:: Task list ::
1. Answer these questions using the text on the GEDCOM X converter, not the material:
(a) How many bytes is the contributors/SUB1 file that version 0.1 creates, and how many is the one that version 0.2 creates?
(b) What is the name of the directory in the ZIP file that contains a single file for each individual?
(c) Which record in the GEDCOM file corresponds to file persons/I2?
2. Carry on the text on the GEDCOM X converter from its last sentence, leaving the material aside.

:: Excerpted text ::
================================

Now that the MANIFEST.MF
file does not mention all the other files contained within the ZIP file anymore, there's hardly anything left.
It makes you wonder why all the files were mentioned in the first place.
It may make you wonder whether the one remaining mention, of the file contributors/SUB1
, is necessary,
and - if it isn't - why the MANIFEST.MF
file exists at all.
A GEDCOM file has at least one submitter.
The FAN4.GED
file has one submitter record, and the GEDCOM X converter creates the contributors/SUB1
file for it.
The GEDCOM X Converter 0.1 creates a file of 580, while version 0.2 creates a file of 282 bytes, that's less than half the size.
Now, less than half the size is great, but there is just one submitter record, and it was small to begin with, so it still doesn't matter much.
The difference between version 0.1 and 0.2 is the same as for the person and relationship records, as discussed below.
It are the many person and relationship records that make the real size difference between version 0.1 and 0.2.
The ZIP file contains a directory persons
.
That directory contains a single file for each individual.
These files are named using the same naming convention as commonly used for individual records in a GEDCOM file.
Record I2
in the GEDCOM file corresponds to file persons/I2
.
0 @I2@ INDI 1 NAME /Two/ 2 SURN Two 1 SEX M
<?xml version="1.0" encoding="UTF-8" standalone="yes"?> <gxc:person xmlns:rdf="http://www.w3.org/1999/02/22-rdf-syntax-ns#" xmlns:foaf="http://xmlns.com/foaf/0.1/" xmlns:contact="http://www.w3.org/2000/10/swap/pim/contact#" xmlns:ns4="http://purl.org/dc/terms/" xmlns:gx="http://gedcomx.org/" xmlns:gxc="http://gedcomx.org/conclusion/v1/" rdf:ID="I2"> <gxc:gender> <rdf:type rdf:resource="http://gedcomx.org/Male"/> </gxc:gender> <gxc:name> <gxc:preferred>true</gxc:preferred> <gxc:primaryForm> <gxc:fullText>Two</gxc:fullText> <gxc:part> <rdf:type rdf:resource="http://gedcomx.org/Surname"/> <gxc:text>Two</gxc:text> </gxc:part> </gxc:primaryForm> </gxc:name> </gxc:person>
<?xml version="1.0" encoding="UTF-8" standalone="yes"?> <person xmlns="http://gedcomx.org/v1/" id="I2"> <gender type="http://gedcomx.org/Male"/> <name> <preferred>true</preferred> <nameForm> <fullText>Two</fullText> <part type="http://gedcomx.org/Surname" value="Two"/> </nameForm> </name> </person>
The version 0.2 file isn't the same as the version 0.1 file, but not wildly different either.
It is similar, but smaller.
Technically, it is not just similar, but the same, just without the superfluous inclusion of half a dozen namespaces.

================================

:: Dataset rows ::
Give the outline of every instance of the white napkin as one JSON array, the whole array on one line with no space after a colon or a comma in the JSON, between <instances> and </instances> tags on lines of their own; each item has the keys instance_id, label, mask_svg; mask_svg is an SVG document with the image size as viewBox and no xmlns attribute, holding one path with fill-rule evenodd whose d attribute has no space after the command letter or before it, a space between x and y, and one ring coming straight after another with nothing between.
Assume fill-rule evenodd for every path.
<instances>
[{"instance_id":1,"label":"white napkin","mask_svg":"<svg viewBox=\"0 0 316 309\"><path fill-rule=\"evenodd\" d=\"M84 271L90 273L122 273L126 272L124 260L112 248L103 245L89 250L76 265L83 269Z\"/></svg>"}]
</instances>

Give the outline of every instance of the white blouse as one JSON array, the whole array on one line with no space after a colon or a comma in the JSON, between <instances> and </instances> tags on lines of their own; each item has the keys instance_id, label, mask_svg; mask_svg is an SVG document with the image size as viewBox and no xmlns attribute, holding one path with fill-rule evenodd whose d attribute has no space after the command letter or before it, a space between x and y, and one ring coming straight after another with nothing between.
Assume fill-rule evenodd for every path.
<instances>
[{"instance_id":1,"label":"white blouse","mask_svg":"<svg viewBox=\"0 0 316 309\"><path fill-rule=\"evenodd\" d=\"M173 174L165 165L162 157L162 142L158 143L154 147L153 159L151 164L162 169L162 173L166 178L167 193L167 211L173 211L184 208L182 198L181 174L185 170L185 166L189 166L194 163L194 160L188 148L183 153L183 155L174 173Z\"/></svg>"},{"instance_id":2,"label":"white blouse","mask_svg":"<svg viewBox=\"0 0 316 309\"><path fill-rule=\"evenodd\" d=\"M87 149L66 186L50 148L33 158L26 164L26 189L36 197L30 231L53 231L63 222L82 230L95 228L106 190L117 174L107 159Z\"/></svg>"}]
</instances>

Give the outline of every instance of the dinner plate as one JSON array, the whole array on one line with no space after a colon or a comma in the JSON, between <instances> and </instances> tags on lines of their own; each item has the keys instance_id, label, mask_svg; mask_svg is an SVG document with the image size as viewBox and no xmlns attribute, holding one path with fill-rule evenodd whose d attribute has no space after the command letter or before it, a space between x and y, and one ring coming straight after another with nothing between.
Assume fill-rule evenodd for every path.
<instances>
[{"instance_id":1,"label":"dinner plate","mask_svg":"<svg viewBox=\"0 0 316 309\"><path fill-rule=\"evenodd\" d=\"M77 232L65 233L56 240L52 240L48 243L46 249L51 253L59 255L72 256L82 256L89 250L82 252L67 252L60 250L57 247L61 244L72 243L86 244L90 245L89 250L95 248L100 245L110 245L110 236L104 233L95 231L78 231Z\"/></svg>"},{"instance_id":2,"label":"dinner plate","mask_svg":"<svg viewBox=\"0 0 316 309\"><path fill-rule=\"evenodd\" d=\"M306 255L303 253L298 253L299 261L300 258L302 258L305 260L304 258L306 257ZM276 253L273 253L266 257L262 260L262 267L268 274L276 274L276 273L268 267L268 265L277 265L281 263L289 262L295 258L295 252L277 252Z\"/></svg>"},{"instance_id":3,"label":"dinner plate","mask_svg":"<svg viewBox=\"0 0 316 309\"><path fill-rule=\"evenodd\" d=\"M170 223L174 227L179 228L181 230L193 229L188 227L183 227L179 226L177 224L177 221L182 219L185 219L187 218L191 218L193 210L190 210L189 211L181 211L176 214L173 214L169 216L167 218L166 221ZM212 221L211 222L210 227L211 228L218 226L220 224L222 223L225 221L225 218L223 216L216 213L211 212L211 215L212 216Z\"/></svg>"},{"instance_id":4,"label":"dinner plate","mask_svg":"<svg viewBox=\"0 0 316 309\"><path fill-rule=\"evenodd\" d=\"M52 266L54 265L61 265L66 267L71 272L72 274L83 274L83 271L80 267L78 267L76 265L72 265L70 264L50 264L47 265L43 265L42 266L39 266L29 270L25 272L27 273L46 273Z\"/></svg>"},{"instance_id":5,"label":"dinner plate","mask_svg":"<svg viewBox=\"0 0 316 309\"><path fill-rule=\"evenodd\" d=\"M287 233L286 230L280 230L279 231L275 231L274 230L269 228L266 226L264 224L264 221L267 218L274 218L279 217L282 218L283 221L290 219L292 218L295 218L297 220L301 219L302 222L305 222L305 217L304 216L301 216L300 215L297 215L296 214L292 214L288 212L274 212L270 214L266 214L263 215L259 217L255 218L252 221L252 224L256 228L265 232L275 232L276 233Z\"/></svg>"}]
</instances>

================================

:: Task-by-task results ::
1.
(a) Version 0.1 creates a file of 580 bytes, and version 0.2 creates a file of 282 bytes.
(b) The directory is named persons.
(c) Record I2 corresponds to file persons/I2.

2.
It includes just one namespace now, http://gedcomx.org/v1/
, and all the rest is implied by that inclusion.
The version 0.2 persons/I2
file is smaller and easier to understand than the version 0.1 file,
but still seems rather large and complex when compared with GEDCOM.
This is partly because it uses XML syntax, which is somewhat verbose,
but also because it still contains a rather large amount of superfluous noise.
All 15 files in the person directory repeat the same header,
stating it is XML version 1.0, using UTF-8 encoding, and the http://gedcomx.org/v1/
namespace.
That is a waste of bytes, as all that is already implied by it being a GEDCOM X version 0.2 file,
and even if it were necessary to state it, it certainly isn't necessary to state in every separate file.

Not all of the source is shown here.